⟨

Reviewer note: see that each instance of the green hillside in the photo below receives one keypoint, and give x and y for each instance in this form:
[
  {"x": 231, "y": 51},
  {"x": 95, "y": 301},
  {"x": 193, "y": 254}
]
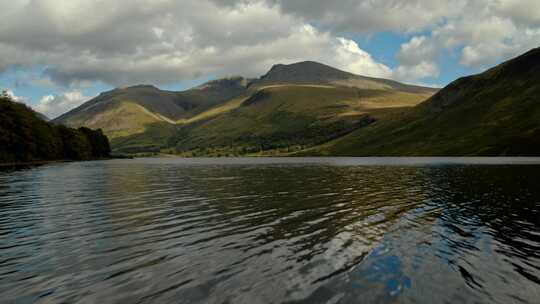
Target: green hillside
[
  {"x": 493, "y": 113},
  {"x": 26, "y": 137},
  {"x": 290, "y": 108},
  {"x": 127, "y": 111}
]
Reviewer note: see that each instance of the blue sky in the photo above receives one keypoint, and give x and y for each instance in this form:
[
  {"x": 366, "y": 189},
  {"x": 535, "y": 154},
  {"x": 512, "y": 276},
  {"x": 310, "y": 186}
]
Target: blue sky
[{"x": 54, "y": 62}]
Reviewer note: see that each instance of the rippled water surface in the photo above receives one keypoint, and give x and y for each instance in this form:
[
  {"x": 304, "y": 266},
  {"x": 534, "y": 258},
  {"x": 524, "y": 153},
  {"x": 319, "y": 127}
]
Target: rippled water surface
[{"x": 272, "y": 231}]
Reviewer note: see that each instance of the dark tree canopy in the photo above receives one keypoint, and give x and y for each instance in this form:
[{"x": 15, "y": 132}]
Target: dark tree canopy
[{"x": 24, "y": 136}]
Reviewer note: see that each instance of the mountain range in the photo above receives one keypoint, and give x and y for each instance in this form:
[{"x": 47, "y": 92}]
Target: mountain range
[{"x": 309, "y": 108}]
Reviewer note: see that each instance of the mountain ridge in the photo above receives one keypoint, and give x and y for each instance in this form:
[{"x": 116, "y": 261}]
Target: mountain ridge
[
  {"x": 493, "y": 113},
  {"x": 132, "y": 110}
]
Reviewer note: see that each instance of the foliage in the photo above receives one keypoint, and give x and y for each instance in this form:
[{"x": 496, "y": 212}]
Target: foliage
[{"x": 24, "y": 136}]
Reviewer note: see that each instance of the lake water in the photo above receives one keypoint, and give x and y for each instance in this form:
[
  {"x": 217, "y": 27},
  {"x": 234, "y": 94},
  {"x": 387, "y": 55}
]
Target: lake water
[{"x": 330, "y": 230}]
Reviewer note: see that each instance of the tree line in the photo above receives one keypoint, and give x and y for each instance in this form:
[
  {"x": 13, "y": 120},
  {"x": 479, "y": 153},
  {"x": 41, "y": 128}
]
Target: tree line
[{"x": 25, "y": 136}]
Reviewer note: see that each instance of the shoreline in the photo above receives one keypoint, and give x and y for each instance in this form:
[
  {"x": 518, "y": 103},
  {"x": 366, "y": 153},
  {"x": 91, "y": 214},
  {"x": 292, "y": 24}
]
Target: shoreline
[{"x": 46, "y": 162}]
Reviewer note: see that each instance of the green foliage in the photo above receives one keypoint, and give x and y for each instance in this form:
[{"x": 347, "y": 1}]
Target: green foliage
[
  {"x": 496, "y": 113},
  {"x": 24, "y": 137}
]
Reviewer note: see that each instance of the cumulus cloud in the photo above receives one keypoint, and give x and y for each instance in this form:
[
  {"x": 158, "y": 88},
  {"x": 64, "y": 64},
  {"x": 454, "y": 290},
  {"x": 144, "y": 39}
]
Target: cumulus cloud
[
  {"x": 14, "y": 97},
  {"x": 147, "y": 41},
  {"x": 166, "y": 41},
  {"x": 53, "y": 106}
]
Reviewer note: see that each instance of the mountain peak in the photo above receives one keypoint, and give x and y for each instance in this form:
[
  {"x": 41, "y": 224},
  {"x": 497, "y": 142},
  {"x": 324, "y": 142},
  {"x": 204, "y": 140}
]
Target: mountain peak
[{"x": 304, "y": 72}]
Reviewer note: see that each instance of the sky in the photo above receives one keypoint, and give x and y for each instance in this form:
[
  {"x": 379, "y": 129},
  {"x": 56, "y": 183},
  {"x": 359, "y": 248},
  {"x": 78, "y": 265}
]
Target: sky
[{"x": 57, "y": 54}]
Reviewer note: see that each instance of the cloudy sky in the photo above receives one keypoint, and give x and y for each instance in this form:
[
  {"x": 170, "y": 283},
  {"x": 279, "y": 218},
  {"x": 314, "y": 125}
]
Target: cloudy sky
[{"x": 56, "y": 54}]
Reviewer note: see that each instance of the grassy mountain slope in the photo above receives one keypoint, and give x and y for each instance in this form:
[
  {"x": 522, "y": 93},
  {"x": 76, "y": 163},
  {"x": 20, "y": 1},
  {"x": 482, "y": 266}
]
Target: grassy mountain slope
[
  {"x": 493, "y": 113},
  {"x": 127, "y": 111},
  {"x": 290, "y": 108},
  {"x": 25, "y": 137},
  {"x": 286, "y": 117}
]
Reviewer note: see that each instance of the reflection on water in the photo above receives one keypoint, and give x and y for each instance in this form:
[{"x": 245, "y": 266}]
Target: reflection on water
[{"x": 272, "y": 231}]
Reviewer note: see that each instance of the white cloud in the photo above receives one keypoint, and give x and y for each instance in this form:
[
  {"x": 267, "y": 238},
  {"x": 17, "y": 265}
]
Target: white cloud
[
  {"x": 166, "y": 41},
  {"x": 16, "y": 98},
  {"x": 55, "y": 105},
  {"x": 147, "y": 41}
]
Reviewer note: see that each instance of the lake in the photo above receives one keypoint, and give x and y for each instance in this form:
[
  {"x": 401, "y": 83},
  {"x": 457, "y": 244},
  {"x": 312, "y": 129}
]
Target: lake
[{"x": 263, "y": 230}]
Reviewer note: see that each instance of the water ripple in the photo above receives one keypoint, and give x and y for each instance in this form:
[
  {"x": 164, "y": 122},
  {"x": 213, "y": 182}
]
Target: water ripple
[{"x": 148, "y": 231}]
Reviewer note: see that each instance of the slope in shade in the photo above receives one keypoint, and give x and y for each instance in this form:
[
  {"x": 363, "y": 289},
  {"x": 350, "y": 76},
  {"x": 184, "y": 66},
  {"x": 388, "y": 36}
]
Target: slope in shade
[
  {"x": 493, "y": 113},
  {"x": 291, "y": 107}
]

⟩

# Assignment:
Print all the material above exactly, and drop the images.

# Exercise result:
Reviewer note: see that each instance of the green hillside in the photo below receives one keypoint, and give x and y for each instance in this form:
[
  {"x": 231, "y": 51},
  {"x": 95, "y": 301},
  {"x": 193, "y": 254}
]
Target: green hillside
[
  {"x": 493, "y": 113},
  {"x": 26, "y": 137},
  {"x": 290, "y": 108},
  {"x": 127, "y": 111}
]
Reviewer note: see that each instance of the blue sky in the photo above receives one keypoint, and give x and y for each instance in this form:
[
  {"x": 366, "y": 189},
  {"x": 535, "y": 154},
  {"x": 512, "y": 276},
  {"x": 310, "y": 186}
]
Target: blue sky
[{"x": 54, "y": 62}]
Reviewer note: see that each instance of the rippled water surface in the photo above receives one keypoint, and give x and y for each instance in this form:
[
  {"x": 304, "y": 266},
  {"x": 534, "y": 258},
  {"x": 524, "y": 153},
  {"x": 319, "y": 127}
]
Target: rippled water surface
[{"x": 272, "y": 231}]
Reviewer note: see that each instance of the dark tree canopy in the photo above receives one keypoint, and give x and y for each instance in this form:
[{"x": 15, "y": 132}]
Target: dark tree canopy
[{"x": 24, "y": 136}]
Reviewer note: see that each instance of the mountain range in the photo above receives one keypoint, and give x and y for each instance in this form:
[{"x": 47, "y": 92}]
Target: mountain range
[{"x": 309, "y": 108}]
Reviewer note: see that each instance of the mountain ridge in the photo above receives one keypoint, and give x and y for each instance in this form:
[{"x": 116, "y": 261}]
Target: mountain ridge
[
  {"x": 493, "y": 113},
  {"x": 132, "y": 110}
]
Reviewer note: see that each instance of the foliage in the photo above receives one keypoint, and give x and y for each instance in this form:
[{"x": 496, "y": 212}]
Target: foliage
[{"x": 24, "y": 136}]
Reviewer note: see that each instance of the lake water in the photo above receives one keypoint, and give x and y for each instance in this form:
[
  {"x": 217, "y": 27},
  {"x": 234, "y": 94},
  {"x": 387, "y": 55}
]
Target: lake water
[{"x": 330, "y": 230}]
Reviewer note: see that each instance of the tree line in the photo above receives one keypoint, and give x and y for each instance in this form:
[
  {"x": 13, "y": 120},
  {"x": 479, "y": 153},
  {"x": 41, "y": 128}
]
Target: tree line
[{"x": 25, "y": 136}]
Reviewer note: see that each instance of the shoreline in the photo above receives one keypoint, and give x and y for each instance in this form:
[
  {"x": 518, "y": 103},
  {"x": 366, "y": 153},
  {"x": 91, "y": 214},
  {"x": 292, "y": 24}
]
Target: shoreline
[{"x": 46, "y": 162}]
Reviewer note: see that each instance of the green foliage in the photo above receives one keypoint, and give x and y for each instance in this form:
[{"x": 347, "y": 1}]
Target: green foliage
[
  {"x": 496, "y": 113},
  {"x": 24, "y": 137}
]
Reviewer note: see that each instance of the cumulus cloud in the photo above receives one keypoint, and give x and y for each instance in this form:
[
  {"x": 158, "y": 88},
  {"x": 64, "y": 64},
  {"x": 454, "y": 290},
  {"x": 144, "y": 39}
]
Target: cumulus cloud
[
  {"x": 14, "y": 97},
  {"x": 147, "y": 41},
  {"x": 166, "y": 41},
  {"x": 53, "y": 106}
]
Reviewer note: see that each instance of the mountain peak in the photo above receives one keypoint, and give x and y for each instance in this form:
[
  {"x": 41, "y": 224},
  {"x": 497, "y": 142},
  {"x": 324, "y": 142},
  {"x": 204, "y": 140}
]
Target: mountain peak
[{"x": 304, "y": 72}]
Reviewer note: see that each instance of the sky in the photo above receives one keypoint, and give x and y for each instance in this form:
[
  {"x": 379, "y": 129},
  {"x": 56, "y": 183},
  {"x": 359, "y": 248},
  {"x": 78, "y": 265}
]
Target: sky
[{"x": 57, "y": 54}]
Reviewer note: see that each instance of the cloudy sky in the photo above receives one keypoint, and give x and y for each instance in this form:
[
  {"x": 170, "y": 283},
  {"x": 279, "y": 218},
  {"x": 314, "y": 125}
]
Target: cloudy sky
[{"x": 56, "y": 54}]
Reviewer note: see that each instance of the grassy mountain slope in the photo above receives one keypoint, and give x and y for each instance in this form:
[
  {"x": 522, "y": 93},
  {"x": 76, "y": 163},
  {"x": 20, "y": 1},
  {"x": 482, "y": 266}
]
Target: grassy mountain slope
[
  {"x": 493, "y": 113},
  {"x": 127, "y": 111},
  {"x": 290, "y": 108},
  {"x": 25, "y": 137},
  {"x": 286, "y": 117}
]
Reviewer note: see that each instance of the reflection on water in the photo above receives one keypoint, and give x and y for each instance in this form:
[{"x": 245, "y": 266}]
Target: reflection on water
[{"x": 272, "y": 231}]
Reviewer note: see that each instance of the white cloud in the photo above receives one keypoint, and give x and y for each instance in this form:
[
  {"x": 267, "y": 238},
  {"x": 17, "y": 265}
]
Target: white cloud
[
  {"x": 166, "y": 41},
  {"x": 16, "y": 98},
  {"x": 55, "y": 105},
  {"x": 147, "y": 41}
]
Reviewer note: see that each instance of the lake in the photo above receives one keypoint, and give x and y for each instance in this form:
[
  {"x": 401, "y": 83},
  {"x": 457, "y": 244},
  {"x": 312, "y": 129}
]
Target: lake
[{"x": 263, "y": 230}]
Reviewer note: see that each instance of the water ripple in the photo above receives one keypoint, and give x and y for each instance in this form:
[
  {"x": 164, "y": 122},
  {"x": 213, "y": 182}
]
Target: water ripple
[{"x": 148, "y": 231}]
Reviewer note: see that each instance of the slope in shade in the photo above receives one keypoint, and give x and y for each instance in this form:
[
  {"x": 363, "y": 289},
  {"x": 350, "y": 76},
  {"x": 184, "y": 66},
  {"x": 388, "y": 36}
]
Target: slope in shade
[
  {"x": 493, "y": 113},
  {"x": 291, "y": 107}
]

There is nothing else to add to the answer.